What you need to do:
According to the interview below with the founder of Adex Clubs, what object did he use the very first time he did anything resembling a club movement?
── Text extract
An interesting conversation with Don Giafardino who is the founder of Adex Clubs. Don first looked to using clubs with the aim of recovering form a shoulder injury. His circumstances at the time steered him to making his first club by himself, which lead to Don recognising a market opportunity to make an adjustable club, and the Adex Adjustable Club became a reality.
When did you start swinging Clubs?
Don Giafardino: The year was 2007. Coming up for nine years now.
What sparked your interest in Club Swinging?
Don Giafardino: For the specific benefits of shoulder injury rehabilitation and mobility.
In your opinion, what are the benefits of Club swinging for the average person?
Don Giafardino: If you’d have asked me this question 2 years ago I would have said Rehabilitation or Pre-habilitation for the shoulders.
Today my answer is building/maintaining essential neural pathways that diminish with age and inactivity.
Can you describe how you came to manufacture the Adjustable Adex Club and Mace?
Don Giafardino: The very first time that I did anything resembling a club movement was with an adjustable dumbbell loaded with 2.5 pounds on one end. I was searching for relief for my chronically painful shoulder. I did some club exercises exclusively for 2 months and realised that they worked, so I set out to buy one – until I saw the prices and shipping – and my employment situation at the time wasn’t very lucrative.
────
── Material supplied
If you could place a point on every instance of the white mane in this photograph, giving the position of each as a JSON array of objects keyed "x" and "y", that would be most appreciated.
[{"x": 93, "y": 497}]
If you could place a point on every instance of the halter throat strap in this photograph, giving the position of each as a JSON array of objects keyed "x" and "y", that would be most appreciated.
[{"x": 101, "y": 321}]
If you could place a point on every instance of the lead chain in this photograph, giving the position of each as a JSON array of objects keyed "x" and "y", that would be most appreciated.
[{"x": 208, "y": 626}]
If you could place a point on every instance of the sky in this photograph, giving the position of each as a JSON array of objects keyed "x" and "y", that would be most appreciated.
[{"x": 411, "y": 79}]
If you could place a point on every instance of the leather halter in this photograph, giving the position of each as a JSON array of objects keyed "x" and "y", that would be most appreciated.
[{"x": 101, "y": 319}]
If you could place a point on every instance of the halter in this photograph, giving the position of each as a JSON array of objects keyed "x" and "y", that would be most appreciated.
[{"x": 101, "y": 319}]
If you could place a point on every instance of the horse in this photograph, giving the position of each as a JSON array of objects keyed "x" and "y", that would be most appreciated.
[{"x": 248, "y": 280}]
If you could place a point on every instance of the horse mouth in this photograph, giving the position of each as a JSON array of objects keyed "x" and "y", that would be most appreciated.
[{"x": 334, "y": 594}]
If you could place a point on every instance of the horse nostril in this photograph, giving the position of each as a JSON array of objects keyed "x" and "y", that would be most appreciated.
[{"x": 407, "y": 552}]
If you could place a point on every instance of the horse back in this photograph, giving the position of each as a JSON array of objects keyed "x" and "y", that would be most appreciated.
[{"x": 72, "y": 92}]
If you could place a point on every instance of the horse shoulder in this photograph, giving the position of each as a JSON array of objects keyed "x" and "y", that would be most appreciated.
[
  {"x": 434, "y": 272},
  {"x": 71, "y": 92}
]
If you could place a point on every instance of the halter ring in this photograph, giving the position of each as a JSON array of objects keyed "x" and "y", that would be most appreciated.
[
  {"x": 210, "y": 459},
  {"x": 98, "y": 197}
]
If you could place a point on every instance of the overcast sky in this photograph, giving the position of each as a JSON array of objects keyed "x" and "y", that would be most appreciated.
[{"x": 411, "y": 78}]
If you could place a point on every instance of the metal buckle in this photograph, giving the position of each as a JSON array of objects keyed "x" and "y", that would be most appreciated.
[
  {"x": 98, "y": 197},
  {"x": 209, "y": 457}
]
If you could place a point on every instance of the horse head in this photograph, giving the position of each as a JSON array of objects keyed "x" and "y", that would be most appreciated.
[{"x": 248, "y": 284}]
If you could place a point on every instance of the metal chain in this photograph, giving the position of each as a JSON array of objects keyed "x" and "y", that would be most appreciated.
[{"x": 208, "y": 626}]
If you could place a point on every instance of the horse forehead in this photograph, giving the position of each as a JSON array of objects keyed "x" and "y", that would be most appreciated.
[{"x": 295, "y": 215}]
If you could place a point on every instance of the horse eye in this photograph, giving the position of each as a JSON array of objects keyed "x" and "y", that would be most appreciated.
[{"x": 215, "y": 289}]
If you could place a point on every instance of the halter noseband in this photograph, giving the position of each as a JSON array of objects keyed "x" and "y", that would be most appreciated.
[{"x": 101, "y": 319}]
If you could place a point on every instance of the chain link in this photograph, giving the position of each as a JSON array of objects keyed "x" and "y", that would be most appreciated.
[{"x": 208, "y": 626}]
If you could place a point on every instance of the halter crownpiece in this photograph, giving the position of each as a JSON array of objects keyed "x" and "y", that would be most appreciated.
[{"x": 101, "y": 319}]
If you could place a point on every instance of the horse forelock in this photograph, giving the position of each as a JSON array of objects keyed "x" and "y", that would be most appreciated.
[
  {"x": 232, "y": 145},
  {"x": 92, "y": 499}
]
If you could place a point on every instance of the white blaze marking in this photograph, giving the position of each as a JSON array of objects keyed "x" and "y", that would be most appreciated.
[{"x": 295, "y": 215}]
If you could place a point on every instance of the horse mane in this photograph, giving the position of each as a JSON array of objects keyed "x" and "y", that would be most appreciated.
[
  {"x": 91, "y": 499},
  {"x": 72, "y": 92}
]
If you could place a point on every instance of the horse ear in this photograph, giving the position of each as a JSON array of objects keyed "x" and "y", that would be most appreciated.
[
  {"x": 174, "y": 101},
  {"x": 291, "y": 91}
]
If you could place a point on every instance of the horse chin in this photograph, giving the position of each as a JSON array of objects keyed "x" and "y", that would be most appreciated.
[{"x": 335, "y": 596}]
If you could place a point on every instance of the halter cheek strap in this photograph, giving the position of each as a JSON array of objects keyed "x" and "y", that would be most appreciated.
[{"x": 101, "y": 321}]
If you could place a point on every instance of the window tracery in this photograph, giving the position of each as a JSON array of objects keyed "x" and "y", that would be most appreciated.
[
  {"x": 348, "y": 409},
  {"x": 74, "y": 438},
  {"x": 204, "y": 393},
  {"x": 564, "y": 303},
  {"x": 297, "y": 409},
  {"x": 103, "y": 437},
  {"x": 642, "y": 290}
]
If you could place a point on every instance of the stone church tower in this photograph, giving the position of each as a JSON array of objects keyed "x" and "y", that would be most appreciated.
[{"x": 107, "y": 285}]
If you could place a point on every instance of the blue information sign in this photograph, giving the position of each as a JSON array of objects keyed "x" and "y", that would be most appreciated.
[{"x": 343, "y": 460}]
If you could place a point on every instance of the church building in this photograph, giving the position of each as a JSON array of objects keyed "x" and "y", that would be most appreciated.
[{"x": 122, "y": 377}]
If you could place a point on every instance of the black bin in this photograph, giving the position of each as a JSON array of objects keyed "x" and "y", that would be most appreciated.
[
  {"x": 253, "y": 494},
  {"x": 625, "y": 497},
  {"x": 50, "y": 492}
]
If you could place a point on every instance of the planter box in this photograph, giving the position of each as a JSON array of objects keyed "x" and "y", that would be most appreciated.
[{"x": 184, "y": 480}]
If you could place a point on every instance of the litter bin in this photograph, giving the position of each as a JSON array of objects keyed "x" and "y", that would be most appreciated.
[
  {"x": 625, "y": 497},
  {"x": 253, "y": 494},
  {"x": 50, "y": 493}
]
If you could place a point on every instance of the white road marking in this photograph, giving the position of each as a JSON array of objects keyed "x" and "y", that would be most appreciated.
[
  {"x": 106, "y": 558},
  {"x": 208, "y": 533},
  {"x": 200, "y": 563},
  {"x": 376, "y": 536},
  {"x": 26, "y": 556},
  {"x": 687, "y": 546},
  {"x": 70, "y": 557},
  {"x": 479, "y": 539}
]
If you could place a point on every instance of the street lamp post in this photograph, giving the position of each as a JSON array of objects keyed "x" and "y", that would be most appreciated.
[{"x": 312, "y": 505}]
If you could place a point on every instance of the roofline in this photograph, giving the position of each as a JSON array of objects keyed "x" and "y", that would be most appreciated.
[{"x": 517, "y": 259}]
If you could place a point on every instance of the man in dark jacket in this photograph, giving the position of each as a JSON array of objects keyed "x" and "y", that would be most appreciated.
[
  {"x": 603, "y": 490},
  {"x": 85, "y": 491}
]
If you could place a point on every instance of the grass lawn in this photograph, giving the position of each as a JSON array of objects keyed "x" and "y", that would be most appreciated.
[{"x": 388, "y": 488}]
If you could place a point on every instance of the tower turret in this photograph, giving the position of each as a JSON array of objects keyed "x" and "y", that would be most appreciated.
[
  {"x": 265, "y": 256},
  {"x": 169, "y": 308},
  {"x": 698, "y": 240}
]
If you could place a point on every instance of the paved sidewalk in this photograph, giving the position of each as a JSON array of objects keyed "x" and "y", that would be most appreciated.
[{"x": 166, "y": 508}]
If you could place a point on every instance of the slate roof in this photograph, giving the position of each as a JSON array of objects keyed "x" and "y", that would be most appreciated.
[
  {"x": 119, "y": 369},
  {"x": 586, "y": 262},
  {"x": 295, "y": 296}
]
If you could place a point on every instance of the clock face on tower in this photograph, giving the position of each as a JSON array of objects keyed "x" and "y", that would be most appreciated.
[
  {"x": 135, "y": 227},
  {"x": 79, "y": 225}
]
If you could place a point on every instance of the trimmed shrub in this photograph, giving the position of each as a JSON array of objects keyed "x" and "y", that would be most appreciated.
────
Final result:
An adjustable dumbbell loaded with 2.5 pounds on one end.